Natural-language object grounding data
● ● ● ● ●

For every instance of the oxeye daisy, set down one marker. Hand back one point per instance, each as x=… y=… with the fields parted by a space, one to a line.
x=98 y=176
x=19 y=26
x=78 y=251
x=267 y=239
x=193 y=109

● ● ● ● ●

Exercise directions: Please reproduce the data as it was given, with every line exact.

Expected answer:
For every instance of the oxeye daisy, set down one marker. Hand back one point per instance, each as x=… y=… with the fields parted by a space, one to a line.
x=98 y=176
x=19 y=26
x=78 y=251
x=267 y=239
x=193 y=109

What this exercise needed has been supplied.